Text block -
AP Photo/Jim Mone, File

As I'm fond of pointing out, we solve today's problems with tomorrow's technology. Now, in many cases, we don't know what tomorrow's technology will look like until it happens; in the  '90s, one may have bemoaned the problem of having to carry around a bulky plastic Walkman and several cassette tapes if one wanted music while on a long walk or a jog, and then, boom, iPods!

Nuclear power for electrical generation, though, has been around for quite a while, and it still produces about 20 percent of the United States' electrical generation. But it's still a major part of America's energy future, and new reactor designs are still in the category of tomorrow's technology. But our current reactors are aging. The average time in service of American commercial reactors is about 43 years. We need to get cracking on building new ones, and this is a case where we can't just mark time. We should be increasing our country's reactor generation capacity. But there are a few things in the way. A recent RealClear Energy piece by William D. Fletcher and Craig B. Smith lists some of those obstacles.

First, here's how things stand at the moment:

The United States generates more electricity from nuclear energy than any other country with 93 nuclear reactors operating at 54 nuclear power plants in 28 states. Unfortunately, the average age of these reactors in 43 years. Some of these plants are being licensed by the Nuclear Regulatory Commission (NRC) to operate for 60 to 80 years compared to their initial design life of 40 years. Many of these reactors will be shut down over the next 30 years because the electricity they produce is not competitive with alternatives or they need expensive repairs that cannot be justified. The San Onofre nuclear power plant was shut down prematurely due to steam generator problems.

This is a can that we should not be kicking down the road. If our current trajectory continues, electricity demand in the United States is only going to increase, not decrease. New technologies demand increased generation capacity, new technologies like artificial intelligence (AI) and the massive data centers that this tech requires. Our modern lifestyle is only going to grow more, not less, energy-hungry over the next few generations, barring some disaster.


Read More: New: America's Nuclear Renaissance, Driven by Data Centers


Solar and wind power, so often touted by the legacy media, Democrats, climate scolds, and the far left (but, I repeat myself, fourfold), are laughably unsuited for the task. They are unreliable, intermittent, and low-density energy sources; nuclear power is the diametric opposite of all those things. In fact, nuclear power is everything that the left and the scolds should want: Safe, reliable, high-density, with negligible emissions. But their opposition is political, not practical.

[Rows from a dataset]

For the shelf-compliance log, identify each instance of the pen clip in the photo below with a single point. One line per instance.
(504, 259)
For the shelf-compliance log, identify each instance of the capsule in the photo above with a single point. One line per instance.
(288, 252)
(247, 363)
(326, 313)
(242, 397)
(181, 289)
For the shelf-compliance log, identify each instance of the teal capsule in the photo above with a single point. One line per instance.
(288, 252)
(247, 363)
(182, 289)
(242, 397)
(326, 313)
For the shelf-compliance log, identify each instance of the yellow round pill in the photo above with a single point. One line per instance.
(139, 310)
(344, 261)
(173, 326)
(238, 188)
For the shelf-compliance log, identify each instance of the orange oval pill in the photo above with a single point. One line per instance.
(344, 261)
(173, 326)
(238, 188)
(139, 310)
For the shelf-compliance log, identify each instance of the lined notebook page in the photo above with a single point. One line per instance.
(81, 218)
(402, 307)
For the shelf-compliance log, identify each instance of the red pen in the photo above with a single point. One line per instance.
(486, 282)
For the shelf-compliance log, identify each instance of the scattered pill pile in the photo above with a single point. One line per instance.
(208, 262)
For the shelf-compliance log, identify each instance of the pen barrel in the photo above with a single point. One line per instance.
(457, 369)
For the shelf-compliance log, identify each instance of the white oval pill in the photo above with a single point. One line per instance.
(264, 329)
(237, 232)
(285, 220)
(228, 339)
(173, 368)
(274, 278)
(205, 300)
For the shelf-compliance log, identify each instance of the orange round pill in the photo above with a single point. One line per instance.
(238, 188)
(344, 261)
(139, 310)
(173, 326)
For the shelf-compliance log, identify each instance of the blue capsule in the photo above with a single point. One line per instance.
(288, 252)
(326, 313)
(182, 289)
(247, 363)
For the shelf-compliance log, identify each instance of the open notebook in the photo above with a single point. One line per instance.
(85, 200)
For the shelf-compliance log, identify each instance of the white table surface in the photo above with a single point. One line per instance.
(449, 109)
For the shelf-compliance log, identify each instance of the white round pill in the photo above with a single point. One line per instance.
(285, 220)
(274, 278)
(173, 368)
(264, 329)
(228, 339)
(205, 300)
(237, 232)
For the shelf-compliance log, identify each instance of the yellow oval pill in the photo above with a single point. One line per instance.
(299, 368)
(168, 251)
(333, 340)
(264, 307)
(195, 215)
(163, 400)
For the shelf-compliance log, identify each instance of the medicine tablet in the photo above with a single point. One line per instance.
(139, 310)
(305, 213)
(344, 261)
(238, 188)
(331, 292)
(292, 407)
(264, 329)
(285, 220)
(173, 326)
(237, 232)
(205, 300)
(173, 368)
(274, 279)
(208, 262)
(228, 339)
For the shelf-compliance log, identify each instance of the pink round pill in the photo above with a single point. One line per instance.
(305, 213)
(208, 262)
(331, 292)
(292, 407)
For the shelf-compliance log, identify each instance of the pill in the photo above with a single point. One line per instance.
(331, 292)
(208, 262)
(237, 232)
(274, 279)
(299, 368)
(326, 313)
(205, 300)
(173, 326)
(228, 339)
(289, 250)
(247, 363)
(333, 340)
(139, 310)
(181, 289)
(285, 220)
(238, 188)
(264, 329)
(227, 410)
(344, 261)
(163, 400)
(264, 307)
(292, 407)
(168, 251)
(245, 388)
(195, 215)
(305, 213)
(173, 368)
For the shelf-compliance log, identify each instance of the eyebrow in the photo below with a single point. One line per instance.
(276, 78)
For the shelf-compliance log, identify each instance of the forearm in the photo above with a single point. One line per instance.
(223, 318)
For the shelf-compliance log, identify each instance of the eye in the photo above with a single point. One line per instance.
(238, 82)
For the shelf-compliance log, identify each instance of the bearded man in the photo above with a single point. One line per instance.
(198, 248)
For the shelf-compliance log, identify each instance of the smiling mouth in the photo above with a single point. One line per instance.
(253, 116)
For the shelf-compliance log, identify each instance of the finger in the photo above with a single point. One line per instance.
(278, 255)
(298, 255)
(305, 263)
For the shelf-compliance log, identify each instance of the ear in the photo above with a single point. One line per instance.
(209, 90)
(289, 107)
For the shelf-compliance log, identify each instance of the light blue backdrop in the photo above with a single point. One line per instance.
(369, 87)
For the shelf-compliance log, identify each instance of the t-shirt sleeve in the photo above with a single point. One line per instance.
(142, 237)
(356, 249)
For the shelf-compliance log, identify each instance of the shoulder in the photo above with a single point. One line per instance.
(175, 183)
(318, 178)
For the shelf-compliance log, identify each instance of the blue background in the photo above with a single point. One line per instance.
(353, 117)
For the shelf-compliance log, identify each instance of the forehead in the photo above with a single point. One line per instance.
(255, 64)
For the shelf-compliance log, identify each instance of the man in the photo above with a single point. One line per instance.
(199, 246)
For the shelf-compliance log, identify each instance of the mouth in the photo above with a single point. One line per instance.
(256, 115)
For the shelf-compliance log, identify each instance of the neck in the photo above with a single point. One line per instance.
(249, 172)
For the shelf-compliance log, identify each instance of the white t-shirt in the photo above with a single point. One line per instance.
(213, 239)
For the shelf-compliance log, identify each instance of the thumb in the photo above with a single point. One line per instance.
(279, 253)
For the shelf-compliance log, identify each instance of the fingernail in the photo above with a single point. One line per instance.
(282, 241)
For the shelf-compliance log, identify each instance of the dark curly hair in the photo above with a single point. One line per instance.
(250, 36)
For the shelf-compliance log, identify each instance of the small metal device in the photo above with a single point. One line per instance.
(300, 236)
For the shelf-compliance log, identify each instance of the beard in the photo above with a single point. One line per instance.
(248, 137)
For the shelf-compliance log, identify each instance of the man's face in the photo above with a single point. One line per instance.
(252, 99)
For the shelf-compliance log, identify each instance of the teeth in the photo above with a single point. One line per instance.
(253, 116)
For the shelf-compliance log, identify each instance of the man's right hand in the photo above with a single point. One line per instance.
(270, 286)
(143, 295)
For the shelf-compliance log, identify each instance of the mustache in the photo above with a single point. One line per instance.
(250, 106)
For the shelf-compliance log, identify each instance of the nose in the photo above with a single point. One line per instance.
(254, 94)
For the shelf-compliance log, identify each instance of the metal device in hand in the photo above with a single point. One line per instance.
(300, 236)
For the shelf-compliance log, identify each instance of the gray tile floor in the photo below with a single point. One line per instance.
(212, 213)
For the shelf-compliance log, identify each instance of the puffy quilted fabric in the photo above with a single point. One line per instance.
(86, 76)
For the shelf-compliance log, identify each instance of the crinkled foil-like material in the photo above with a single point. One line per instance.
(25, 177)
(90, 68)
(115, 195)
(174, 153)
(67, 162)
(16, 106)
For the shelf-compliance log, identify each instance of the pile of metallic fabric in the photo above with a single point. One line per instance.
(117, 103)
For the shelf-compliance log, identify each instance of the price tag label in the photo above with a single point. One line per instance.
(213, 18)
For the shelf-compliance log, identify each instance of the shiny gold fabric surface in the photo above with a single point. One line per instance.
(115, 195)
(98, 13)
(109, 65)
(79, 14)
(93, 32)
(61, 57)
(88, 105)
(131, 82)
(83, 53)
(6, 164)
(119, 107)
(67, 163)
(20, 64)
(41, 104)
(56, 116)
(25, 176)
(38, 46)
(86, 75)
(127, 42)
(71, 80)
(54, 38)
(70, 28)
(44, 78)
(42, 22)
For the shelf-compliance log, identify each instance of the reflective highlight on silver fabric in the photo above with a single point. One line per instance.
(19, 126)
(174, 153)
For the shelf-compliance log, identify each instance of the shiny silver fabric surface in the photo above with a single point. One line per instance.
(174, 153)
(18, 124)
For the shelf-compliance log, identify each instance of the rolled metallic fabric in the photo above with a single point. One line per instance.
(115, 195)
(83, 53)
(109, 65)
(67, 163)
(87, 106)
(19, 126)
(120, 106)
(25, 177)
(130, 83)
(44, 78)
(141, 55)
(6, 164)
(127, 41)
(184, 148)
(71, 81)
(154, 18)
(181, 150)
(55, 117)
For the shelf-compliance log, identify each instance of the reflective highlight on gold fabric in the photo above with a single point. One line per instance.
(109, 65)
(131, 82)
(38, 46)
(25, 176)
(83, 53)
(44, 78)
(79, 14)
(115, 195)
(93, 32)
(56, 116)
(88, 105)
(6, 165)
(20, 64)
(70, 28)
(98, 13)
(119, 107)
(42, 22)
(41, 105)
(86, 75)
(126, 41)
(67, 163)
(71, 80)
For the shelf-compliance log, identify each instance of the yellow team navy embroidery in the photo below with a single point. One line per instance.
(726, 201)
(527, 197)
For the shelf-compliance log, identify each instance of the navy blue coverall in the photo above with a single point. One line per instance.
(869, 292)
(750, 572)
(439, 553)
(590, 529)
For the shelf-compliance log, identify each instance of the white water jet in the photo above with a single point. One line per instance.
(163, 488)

Task instructions -
1. Condense the paragraph of the nuclear power article that begins "This is a can that we should not be kicking" into a short bulleted list that keeps its main points.
2. Collect every line of the records that contains the string "gold", treating uppercase and lowercase letters as distinct.

Solved tasks -
1.
- The issue should not be postponed.
- On the current trajectory, U.S. electricity demand will increase, not decrease.
- New technologies such as artificial intelligence and the massive data centers it requires demand more generation capacity.
- Barring some disaster, modern lifestyles will grow more energy-hungry over the next few generations.

2.
For the shelf-compliance log, identify each instance of the shiny gold fabric surface in the photo above with a single point. One line per instance.
For the shelf-compliance log, identify each instance of the reflective highlight on gold fabric in the photo above with a single point. One line per instance.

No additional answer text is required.